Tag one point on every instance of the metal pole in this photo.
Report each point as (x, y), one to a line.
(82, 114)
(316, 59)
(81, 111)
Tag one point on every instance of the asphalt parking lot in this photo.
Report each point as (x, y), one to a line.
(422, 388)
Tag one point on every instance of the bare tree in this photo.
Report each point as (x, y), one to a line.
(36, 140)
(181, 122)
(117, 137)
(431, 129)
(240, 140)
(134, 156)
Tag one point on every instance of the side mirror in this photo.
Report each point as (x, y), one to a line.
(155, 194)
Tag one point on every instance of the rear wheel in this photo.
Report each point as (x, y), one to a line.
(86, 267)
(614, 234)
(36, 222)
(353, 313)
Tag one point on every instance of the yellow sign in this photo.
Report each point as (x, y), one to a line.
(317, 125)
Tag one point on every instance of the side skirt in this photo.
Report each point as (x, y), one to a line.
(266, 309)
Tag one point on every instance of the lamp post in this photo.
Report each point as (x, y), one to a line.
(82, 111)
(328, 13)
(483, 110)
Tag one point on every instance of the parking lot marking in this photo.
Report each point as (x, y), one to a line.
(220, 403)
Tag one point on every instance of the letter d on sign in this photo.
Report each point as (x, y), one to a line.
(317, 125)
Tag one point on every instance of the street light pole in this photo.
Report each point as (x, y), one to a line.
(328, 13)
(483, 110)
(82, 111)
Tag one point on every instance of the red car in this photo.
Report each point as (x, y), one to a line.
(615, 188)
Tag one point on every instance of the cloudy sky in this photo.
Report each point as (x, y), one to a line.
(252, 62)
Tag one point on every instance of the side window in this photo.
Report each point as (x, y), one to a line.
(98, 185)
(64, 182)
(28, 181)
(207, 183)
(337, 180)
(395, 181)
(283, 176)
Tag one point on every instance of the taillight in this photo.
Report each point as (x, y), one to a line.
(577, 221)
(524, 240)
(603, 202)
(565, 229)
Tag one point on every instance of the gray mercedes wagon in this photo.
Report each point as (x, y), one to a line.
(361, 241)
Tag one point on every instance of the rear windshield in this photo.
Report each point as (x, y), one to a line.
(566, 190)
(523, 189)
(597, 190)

Written exercise
Copy every one of the records above word for word, line by line, changing nothing.

Finished task
Tag one point on every instance of the metal pole in this photo.
Report each point as (x, y), one to a line.
(82, 114)
(316, 59)
(81, 111)
Tag one point on every instance of the asphalt parking lot in this photo.
Report each point as (x, y), one to a line.
(422, 388)
Tag one point on every instance of the bare tree in this photo.
Report each point as (x, y), one to a line.
(36, 140)
(181, 122)
(117, 137)
(431, 129)
(240, 140)
(134, 156)
Tag one point on every instance of the side mirror in this photo.
Report each point as (x, y), one to a line.
(155, 194)
Tag one point on every instance of the rear wheel in this photo.
Report each point as (x, y), one to a line.
(86, 267)
(614, 234)
(36, 222)
(353, 313)
Tag one point on every instance of the yellow sign in this photo.
Report each point as (x, y), one to a line.
(317, 125)
Tag one point on every instance of the side skirt in this photo.
Report each point as (x, y), one to a line.
(266, 309)
Tag one point on every instance of the lamp post in this photo.
Report each point as (x, y), one to a line.
(82, 111)
(328, 13)
(483, 110)
Tag one point on every instance of the parking lot marking in this photo.
Report each point as (x, y), one to a line.
(220, 403)
Tag one point on every instance of the letter d on sign in this photo.
Report each point as (x, y), one to a line.
(317, 125)
Tag one point on every instance of the street light pole in this photo.
Report each point as (x, y), one to a line.
(328, 13)
(483, 110)
(82, 111)
Tag one point on every instance of the red car in this photo.
Report each point as (x, y), one to a line.
(615, 188)
Tag one point on every instance of the cloudy sky in this photo.
Report each point as (x, y), one to a line.
(252, 62)
Tag one point on every instance of the side window in this photo.
Report each point as (x, y), one to a line.
(98, 185)
(64, 182)
(28, 181)
(207, 183)
(337, 180)
(395, 181)
(283, 176)
Tag one point on every instance of the taillight in this photo.
Report each point as (x, y), one to a line.
(577, 221)
(524, 240)
(603, 202)
(565, 229)
Tag one point on every instance of the gray mercedes wagon in this photo.
Report each point as (x, y), one to a line.
(361, 241)
Tag one point on every instance of the rear windshield in this photo.
Report each point as (x, y), one to a line.
(566, 190)
(523, 189)
(597, 190)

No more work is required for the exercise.